* **INPUT FOR THIS TASK**
§

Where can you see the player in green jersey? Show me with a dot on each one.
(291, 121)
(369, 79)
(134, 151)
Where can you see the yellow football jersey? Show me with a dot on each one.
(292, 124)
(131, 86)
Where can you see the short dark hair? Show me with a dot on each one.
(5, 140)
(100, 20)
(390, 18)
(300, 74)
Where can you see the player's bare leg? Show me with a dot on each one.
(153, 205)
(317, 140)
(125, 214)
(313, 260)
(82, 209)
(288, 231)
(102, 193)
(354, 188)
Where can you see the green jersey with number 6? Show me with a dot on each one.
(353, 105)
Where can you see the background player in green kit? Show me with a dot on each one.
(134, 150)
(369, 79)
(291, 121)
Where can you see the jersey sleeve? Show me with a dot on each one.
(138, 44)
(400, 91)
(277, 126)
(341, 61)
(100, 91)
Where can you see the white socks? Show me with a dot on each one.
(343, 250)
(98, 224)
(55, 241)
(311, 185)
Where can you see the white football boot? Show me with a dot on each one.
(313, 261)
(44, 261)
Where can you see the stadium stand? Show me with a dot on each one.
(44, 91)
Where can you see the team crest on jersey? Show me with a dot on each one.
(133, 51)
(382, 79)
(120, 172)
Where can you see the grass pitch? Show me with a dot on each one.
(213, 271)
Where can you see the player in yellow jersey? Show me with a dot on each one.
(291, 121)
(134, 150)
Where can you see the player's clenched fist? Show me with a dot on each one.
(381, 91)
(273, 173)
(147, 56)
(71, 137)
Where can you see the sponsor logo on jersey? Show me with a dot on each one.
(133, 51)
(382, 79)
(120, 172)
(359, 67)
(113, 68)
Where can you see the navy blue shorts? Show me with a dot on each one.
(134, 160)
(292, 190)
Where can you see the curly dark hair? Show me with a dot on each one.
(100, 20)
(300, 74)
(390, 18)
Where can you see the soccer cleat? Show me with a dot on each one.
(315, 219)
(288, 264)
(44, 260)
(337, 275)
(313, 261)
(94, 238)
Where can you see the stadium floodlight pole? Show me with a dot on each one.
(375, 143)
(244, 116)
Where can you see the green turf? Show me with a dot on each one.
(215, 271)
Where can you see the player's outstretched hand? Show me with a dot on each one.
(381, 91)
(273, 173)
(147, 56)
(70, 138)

§

* **PROBLEM REQUIREMENTS**
Every line from the one containing "Where can you see the green jersey" through the end of the data must be repeated exactly, and no other line.

* **RESULT OF THIS EXERCISE**
Where can you see the green jersey with number 6? Show me with a dot on each one.
(353, 105)
Where can you see the background player in green kit? Show me with a dot on each one.
(134, 150)
(369, 79)
(291, 121)
Where can you see the jersey sleeve? Show me with a dot on each one.
(138, 44)
(400, 91)
(277, 126)
(341, 61)
(100, 91)
Where can you see the white socks? Show me with a dot on each one.
(343, 250)
(98, 224)
(55, 241)
(311, 185)
Where can you see the white football boot? Show me with a dot on each one.
(313, 261)
(44, 261)
Where can you see the stadium stand? Show me with a dot on each one.
(44, 91)
Where can you see the team crest on jersey? Show me with a dot on each one.
(133, 51)
(382, 79)
(120, 172)
Where can you see the grass pitch? Show me with a dot on each one.
(213, 271)
Where can you see the player in yellow jersey? Show me with a dot on each one.
(291, 121)
(134, 150)
Where can you see the player's clenched fist? Show me with a dot on each one.
(381, 91)
(273, 173)
(147, 56)
(71, 137)
Where can you see the sponsor logo on jersey? Show me with a dot on each one.
(133, 51)
(382, 79)
(120, 172)
(359, 67)
(113, 68)
Where can you see the navy blue shorts? Show me with a dot on each one.
(134, 160)
(292, 190)
Where can you see the curly dark hair? Show me with a dot on each one.
(100, 20)
(300, 74)
(390, 18)
Where can you see the soccer cleat? Show me with a dot on each one.
(315, 219)
(288, 264)
(44, 260)
(337, 275)
(313, 261)
(94, 238)
Where can you see the stadium floodlight pole? Show me with a dot on each one.
(375, 143)
(244, 116)
Where can you see the green turf? Show me with a dot on each one.
(215, 271)
Where can you see the player's outstretched hand? Show me with a dot on each one.
(381, 91)
(273, 173)
(147, 56)
(70, 138)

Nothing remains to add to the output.